::: DATA FOR REVIEW

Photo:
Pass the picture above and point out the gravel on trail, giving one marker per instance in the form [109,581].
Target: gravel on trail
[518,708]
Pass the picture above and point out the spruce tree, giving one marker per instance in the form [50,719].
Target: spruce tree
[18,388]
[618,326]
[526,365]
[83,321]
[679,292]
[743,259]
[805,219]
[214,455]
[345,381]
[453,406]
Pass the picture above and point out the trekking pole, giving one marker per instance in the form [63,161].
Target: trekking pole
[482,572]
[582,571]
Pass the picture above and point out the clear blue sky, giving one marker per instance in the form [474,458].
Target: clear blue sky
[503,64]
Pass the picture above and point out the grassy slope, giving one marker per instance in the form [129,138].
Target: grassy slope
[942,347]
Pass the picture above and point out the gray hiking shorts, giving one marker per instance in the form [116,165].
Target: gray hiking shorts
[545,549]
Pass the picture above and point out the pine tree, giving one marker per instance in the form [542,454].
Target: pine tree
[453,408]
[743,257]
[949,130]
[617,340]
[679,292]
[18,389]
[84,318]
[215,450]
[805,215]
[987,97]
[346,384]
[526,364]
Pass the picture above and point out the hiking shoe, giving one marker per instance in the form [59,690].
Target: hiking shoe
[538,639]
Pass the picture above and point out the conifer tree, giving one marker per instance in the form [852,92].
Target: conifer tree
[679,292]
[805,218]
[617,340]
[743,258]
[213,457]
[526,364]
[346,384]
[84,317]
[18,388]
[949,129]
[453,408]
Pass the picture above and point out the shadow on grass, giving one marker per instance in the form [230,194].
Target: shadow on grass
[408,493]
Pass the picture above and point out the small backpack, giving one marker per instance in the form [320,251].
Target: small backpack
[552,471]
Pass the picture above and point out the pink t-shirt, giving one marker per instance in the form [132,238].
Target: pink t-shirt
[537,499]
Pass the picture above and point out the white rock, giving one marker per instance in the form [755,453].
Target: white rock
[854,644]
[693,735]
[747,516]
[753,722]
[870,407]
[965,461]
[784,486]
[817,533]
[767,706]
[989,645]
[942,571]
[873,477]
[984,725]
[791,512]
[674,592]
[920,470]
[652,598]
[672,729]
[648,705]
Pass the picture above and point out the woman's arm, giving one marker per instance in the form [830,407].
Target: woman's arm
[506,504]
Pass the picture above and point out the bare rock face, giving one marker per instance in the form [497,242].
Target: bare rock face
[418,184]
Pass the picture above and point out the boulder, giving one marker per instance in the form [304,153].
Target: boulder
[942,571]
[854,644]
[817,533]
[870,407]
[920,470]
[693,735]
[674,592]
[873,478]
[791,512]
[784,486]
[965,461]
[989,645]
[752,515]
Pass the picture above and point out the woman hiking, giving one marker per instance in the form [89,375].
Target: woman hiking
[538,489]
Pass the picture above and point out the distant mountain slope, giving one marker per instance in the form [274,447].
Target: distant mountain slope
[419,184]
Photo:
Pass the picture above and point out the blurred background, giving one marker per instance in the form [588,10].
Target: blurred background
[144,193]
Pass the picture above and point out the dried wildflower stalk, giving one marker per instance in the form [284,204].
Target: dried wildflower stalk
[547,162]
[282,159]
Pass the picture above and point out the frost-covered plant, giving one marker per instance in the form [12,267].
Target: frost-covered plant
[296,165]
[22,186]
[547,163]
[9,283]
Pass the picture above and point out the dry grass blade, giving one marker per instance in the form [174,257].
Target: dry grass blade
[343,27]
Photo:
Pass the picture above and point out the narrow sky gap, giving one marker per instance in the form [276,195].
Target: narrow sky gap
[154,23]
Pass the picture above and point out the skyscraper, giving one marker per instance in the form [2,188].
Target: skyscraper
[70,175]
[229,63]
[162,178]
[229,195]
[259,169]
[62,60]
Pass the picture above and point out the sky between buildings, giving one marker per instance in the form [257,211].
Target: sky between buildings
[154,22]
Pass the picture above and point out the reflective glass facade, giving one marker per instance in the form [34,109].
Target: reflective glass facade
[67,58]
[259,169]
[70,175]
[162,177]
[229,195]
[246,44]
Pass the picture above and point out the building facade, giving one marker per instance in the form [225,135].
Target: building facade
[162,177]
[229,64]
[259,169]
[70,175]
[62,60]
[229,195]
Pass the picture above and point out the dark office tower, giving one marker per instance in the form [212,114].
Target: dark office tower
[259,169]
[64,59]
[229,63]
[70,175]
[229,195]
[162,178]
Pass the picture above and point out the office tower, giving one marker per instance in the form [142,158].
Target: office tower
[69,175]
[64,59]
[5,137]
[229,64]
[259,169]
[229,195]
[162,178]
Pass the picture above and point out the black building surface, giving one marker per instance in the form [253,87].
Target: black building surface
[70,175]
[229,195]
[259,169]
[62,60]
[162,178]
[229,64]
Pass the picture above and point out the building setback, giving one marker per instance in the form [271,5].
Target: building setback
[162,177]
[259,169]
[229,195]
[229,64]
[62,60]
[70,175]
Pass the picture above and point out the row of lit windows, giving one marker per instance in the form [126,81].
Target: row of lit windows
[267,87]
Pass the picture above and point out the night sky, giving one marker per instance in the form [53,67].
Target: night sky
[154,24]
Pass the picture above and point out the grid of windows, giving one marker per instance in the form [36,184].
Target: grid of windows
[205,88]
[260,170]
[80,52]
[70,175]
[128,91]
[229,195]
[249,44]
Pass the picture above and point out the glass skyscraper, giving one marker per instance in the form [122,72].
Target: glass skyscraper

::::::

Could you restate word for word the lines above, from the one that contains "Target: bare rock face" through the one that contains "Pass the picture above and point out the dried", and no others?

ANSWER SPACE =>
Target: bare rock face
[418,184]
Pass the picture above and point out the boulder, giving one marker per instance in the form [304,153].
Target: boulder
[942,571]
[854,644]
[817,533]
[870,407]
[920,470]
[693,735]
[674,592]
[873,478]
[791,512]
[784,486]
[965,461]
[989,645]
[752,515]
Pass the picture above and point out the woman hiking, giving one marker per instance in the form [89,375].
Target: woman hiking
[538,489]
Pass the picture above and point out the distant mountain slope, giving one marker per instance in the form [274,447].
Target: distant mountain slope
[419,184]
Photo:
Pass the picture above and point out the blurred background, giving one marker per instance in the form [588,10].
Target: blurred background
[144,193]
Pass the picture above and point out the dried wildflower stalk, giving one marker per instance in the form [284,204].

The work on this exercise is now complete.